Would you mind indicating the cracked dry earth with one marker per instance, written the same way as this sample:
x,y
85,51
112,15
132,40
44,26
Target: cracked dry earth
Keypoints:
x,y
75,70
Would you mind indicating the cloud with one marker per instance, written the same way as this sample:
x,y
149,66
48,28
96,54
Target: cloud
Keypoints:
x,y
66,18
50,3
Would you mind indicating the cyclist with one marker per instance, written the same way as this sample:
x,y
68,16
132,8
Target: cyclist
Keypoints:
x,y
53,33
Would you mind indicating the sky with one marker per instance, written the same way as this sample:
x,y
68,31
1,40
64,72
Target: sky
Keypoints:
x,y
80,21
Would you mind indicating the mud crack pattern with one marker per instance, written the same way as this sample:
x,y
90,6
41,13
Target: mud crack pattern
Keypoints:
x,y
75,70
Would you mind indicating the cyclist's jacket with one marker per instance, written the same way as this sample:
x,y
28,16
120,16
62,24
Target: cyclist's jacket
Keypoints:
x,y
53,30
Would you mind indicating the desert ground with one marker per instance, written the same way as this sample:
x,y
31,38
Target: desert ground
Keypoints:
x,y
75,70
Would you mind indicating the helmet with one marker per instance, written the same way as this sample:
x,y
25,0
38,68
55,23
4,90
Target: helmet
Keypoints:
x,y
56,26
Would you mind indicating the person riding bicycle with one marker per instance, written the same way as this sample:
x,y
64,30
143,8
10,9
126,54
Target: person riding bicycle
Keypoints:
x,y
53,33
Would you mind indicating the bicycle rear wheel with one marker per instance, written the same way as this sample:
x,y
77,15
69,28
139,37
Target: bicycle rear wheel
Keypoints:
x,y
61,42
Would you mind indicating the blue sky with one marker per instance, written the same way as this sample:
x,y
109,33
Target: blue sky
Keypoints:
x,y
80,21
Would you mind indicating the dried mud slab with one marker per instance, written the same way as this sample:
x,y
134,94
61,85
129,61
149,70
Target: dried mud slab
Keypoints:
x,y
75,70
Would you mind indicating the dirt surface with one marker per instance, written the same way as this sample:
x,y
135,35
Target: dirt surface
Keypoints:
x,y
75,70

## WHAT YOU WILL DO
Rewrite every one of the records above, replacing "one marker per instance" with "a single marker for each instance" each time it occurs. Leave all other wording and every line unchanged.

## RESULT OF THE TASK
Would you mind indicating the cracked dry earth with a single marker for each instance, written the same way as this sample:
x,y
85,51
112,15
132,40
44,26
Target: cracked dry earth
Keypoints:
x,y
75,70
Would you mind indicating the cloud with a single marker for each instance, written the same way as this sample:
x,y
149,66
48,28
96,54
Target: cloud
Keypoints:
x,y
66,18
50,3
Would you mind indicating the cyclist with a single marker for each instance, written the same way as this sample:
x,y
68,16
132,8
Target: cyclist
Keypoints:
x,y
53,33
Would you mind indicating the sky with a single marker for each instance, written the same way as this sample:
x,y
68,31
1,40
64,72
Target: sky
Keypoints:
x,y
80,21
Would you mind indicating the mud crack pattern with a single marker for each instance, written the same way as this sample:
x,y
90,6
41,13
Target: mud crack pattern
Keypoints:
x,y
75,70
Would you mind indicating the cyclist's jacket with a single marker for each instance, written the same way as this sample:
x,y
28,16
120,16
62,24
Target: cyclist's jacket
Keypoints:
x,y
53,30
Would you mind indicating the desert ground with a single marker for each instance, written the same way as this sample:
x,y
31,38
Target: desert ground
Keypoints:
x,y
75,70
Would you mind indicating the helmet with a single marker for each instance, written the same way as this sample:
x,y
25,0
38,68
55,23
4,90
Target: helmet
Keypoints:
x,y
56,26
Would you mind indicating the person riding bicycle with a single marker for each instance, written the same way as this sample:
x,y
64,30
143,8
10,9
126,54
Target: person riding bicycle
Keypoints:
x,y
53,33
Would you mind indicating the bicycle rear wheel with a single marker for each instance, written the same way as this sample:
x,y
77,15
69,28
139,37
Target: bicycle rear wheel
Keypoints:
x,y
61,42
Would you mind indicating the blue sky with a single marker for each instance, written the same way as this sample:
x,y
109,33
Target: blue sky
Keypoints:
x,y
80,21
Would you mind indicating the dried mud slab with a single marker for each instance, written the same way as this sample:
x,y
134,94
61,85
129,61
149,70
Target: dried mud slab
Keypoints:
x,y
75,70
Would you mind indicating the dirt surface with a single marker for each instance, written the same way as this sample:
x,y
135,35
Target: dirt surface
Keypoints:
x,y
75,70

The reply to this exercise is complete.